## Begin

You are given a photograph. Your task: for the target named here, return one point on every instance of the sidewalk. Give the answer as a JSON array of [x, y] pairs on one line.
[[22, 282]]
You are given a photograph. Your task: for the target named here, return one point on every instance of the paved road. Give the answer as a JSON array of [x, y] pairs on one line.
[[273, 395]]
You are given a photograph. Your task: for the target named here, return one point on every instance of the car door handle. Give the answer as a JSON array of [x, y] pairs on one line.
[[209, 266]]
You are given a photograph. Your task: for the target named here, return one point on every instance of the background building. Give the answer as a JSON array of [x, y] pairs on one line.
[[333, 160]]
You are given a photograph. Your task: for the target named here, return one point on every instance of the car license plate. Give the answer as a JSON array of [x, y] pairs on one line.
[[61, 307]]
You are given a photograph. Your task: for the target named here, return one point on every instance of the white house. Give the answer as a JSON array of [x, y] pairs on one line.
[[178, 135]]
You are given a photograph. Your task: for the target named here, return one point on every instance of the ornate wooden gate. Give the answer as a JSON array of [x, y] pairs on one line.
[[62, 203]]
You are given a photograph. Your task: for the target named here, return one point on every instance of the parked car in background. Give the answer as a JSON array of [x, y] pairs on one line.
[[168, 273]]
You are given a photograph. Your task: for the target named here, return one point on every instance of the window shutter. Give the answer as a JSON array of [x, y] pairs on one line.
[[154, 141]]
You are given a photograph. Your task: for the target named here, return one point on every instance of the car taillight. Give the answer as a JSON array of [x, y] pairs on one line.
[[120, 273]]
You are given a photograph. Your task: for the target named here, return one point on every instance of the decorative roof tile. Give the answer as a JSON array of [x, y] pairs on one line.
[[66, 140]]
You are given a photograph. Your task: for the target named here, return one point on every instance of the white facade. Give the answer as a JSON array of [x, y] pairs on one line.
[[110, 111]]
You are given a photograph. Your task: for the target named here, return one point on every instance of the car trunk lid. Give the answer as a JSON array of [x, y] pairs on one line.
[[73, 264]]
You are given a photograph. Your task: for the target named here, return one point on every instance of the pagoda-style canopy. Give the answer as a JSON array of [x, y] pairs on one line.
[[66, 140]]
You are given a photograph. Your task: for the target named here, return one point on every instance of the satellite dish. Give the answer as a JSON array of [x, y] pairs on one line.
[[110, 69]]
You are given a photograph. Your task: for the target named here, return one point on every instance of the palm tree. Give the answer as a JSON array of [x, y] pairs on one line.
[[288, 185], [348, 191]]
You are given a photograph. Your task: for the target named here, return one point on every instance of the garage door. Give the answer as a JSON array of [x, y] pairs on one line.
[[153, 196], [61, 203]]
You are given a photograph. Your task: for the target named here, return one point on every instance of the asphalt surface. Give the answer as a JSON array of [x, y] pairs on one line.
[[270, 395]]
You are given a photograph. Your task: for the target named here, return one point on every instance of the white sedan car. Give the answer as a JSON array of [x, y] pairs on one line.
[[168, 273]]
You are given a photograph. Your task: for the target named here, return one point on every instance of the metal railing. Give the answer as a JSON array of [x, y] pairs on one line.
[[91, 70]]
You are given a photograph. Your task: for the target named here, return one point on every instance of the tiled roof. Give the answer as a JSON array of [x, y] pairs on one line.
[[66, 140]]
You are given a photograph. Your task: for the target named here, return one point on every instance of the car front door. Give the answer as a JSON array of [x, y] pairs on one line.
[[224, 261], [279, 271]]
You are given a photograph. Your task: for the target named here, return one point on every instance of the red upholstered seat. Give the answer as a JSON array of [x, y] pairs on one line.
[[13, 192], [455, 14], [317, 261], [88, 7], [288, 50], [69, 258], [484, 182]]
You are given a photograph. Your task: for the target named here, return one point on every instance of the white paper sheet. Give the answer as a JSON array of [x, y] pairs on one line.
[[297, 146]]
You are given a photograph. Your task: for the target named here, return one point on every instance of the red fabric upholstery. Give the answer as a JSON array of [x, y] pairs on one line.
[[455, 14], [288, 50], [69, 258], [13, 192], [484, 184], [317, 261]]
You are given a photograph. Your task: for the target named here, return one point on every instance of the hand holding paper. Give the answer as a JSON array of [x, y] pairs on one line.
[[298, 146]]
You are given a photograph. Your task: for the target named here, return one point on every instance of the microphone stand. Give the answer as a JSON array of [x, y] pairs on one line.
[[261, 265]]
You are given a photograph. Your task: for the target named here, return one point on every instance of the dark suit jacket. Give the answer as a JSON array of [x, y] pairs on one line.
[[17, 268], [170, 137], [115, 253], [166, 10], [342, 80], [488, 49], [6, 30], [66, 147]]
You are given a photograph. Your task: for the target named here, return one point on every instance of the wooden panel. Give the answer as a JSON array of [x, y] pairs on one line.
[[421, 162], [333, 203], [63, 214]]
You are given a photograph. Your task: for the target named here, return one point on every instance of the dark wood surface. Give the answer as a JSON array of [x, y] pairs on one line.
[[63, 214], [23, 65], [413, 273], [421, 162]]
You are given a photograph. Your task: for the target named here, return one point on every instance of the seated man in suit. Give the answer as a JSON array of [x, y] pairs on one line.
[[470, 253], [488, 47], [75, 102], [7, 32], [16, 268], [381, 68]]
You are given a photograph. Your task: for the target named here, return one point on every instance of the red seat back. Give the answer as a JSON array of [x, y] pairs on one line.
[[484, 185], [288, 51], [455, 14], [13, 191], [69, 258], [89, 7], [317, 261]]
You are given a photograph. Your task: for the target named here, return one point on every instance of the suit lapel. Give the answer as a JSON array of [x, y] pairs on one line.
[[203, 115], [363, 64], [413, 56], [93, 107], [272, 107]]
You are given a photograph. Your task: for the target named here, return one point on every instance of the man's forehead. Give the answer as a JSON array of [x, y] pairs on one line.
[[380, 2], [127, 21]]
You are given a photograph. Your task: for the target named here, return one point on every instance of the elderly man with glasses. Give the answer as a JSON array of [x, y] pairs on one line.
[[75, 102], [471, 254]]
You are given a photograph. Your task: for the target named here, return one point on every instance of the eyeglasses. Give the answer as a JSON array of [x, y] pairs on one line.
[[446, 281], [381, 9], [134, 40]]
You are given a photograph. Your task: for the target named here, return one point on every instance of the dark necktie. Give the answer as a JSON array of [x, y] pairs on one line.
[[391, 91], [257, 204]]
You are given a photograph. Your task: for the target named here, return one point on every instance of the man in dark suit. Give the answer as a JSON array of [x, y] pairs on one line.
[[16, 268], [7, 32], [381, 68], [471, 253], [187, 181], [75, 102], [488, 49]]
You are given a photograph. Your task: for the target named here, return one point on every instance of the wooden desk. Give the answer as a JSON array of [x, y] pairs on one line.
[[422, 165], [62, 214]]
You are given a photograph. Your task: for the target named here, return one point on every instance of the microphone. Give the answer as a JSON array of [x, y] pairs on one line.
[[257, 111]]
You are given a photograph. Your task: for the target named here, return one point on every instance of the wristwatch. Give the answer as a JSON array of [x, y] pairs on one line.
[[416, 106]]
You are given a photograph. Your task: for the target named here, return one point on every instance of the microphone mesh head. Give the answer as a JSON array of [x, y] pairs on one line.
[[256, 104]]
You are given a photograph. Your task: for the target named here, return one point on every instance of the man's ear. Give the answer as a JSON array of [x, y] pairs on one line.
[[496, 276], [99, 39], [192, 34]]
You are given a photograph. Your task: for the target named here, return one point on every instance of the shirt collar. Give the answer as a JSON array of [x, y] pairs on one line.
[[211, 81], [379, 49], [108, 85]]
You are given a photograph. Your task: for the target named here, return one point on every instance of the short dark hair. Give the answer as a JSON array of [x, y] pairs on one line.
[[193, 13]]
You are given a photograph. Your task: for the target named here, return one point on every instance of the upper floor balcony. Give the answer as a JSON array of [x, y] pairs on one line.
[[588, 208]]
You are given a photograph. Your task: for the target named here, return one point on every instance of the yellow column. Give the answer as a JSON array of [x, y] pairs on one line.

## End

TASK REQUIREMENTS: Retype the lines from the start of the items through the line that contains "[[154, 141]]", both ends included, keeping them identical.

THE ANSWER:
You are given a photograph. Your task: for the target named here, return one point on every instance of the sidewalk. Give the answer as a JSON array of [x, y] pairs on one line.
[[22, 282]]
You are given a photograph. Your task: for the target named here, return one point on every instance of the paved road. Give the answer as a JSON array of [x, y] pairs on one line.
[[273, 395]]
You are given a photograph. Your task: for the target named here, return one point on every instance of the car door handle. Give the answer as a JSON array of [x, y] pairs on one line.
[[209, 266]]
You are given a photograph. Your task: for the target named here, return one point on every instance of the background building. Give the answer as a JSON array of [x, y] pairs on one line.
[[333, 160]]
You are given a photograph. Your task: for the target named here, return one point on every instance of the car license plate. Give the answer as a JSON array of [x, y] pairs on one line.
[[61, 307]]
You are given a photograph. Your task: for the target named here, return one point on every instance of the white house. Give the answer as a JSON array of [x, y] pairs on one line.
[[178, 135]]
You are given a photograph. Your task: for the target named here, return one point on every instance of the ornate wooden gate. Give the answer as a JSON array of [x, y] pairs on one line.
[[62, 203]]
You are given a photograph. Your task: for the target named here, return one point on every instance of the parked car in background. Give the answer as a JSON array of [x, y] pairs on one line.
[[168, 273]]
You are given a photograph. Your task: for the target named here, return one point on every instance of the window shutter. Give the answer as a JSON array of [x, y] pairs on one line.
[[154, 141]]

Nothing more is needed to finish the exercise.